Seminário expõe divergências da
comunidade científica sobre Johanesburgo
JOSÉ PEDRO MARTINS
A Conferência das Nações Unidas sobre Desenvolvimento Sustentável, realizada em Johanesburgo e também conhecida como Rio+10, ainda provoca divergências na comunidade científica e diplomática brasileira. Isto ficou claro no Seminário "Desenvolvimento Sustentável: Um Balanço de Johanesburgo", que o auditório do Instituto de Economia (IE) da Unicamp sediou a 5 de novembro. O evento foi promovido pelo IE, Núcleo de Estudos e Pesquisas Ambientais (Nepam) da Unicamp e Sociedade Brasileira de Economia Ecológica (ECO-ECO).
O tom mais crítico em relação aos resultados da Rio+10 esteve presente na exposição de Roberto Guimarães, da divisão de Meio Ambiente da Comissão Econômica para a América Latina (Cepal), na mesa-redonda específica sobre Johanesburgo, coordenada por Leila da Costa Ferreira. Guimarães iniciou sua provocação sustentando que a Rio+10 pode passar para a história como a Rio-30.

• _DADOS_:
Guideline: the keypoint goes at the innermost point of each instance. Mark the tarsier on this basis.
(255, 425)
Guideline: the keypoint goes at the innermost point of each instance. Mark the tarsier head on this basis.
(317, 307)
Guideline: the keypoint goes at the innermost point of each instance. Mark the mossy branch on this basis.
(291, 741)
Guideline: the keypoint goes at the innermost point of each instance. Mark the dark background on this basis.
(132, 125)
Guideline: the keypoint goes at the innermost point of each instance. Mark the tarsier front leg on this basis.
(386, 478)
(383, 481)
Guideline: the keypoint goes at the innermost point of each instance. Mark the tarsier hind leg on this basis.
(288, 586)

--

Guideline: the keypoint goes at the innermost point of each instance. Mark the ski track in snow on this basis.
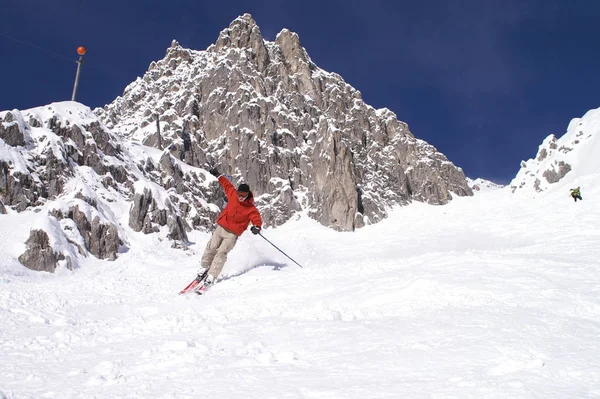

• _INSTRUÇÃO_:
Responda às perguntas abaixo com base na reportagem sobre o seminário.
(a) Em que data o seminário foi realizado no auditório do Instituto de Economia da Unicamp?
(b) Quem coordenou a mesa-redonda sobre Johanesburgo?
(c) Segundo Roberto Guimarães, como a Rio+10 pode passar para a história?

• _RESULTADO DO EXERCÍCIO_:
(a) A 5 de novembro.
(b) Leila da Costa Ferreira.
(c) Como a Rio-30.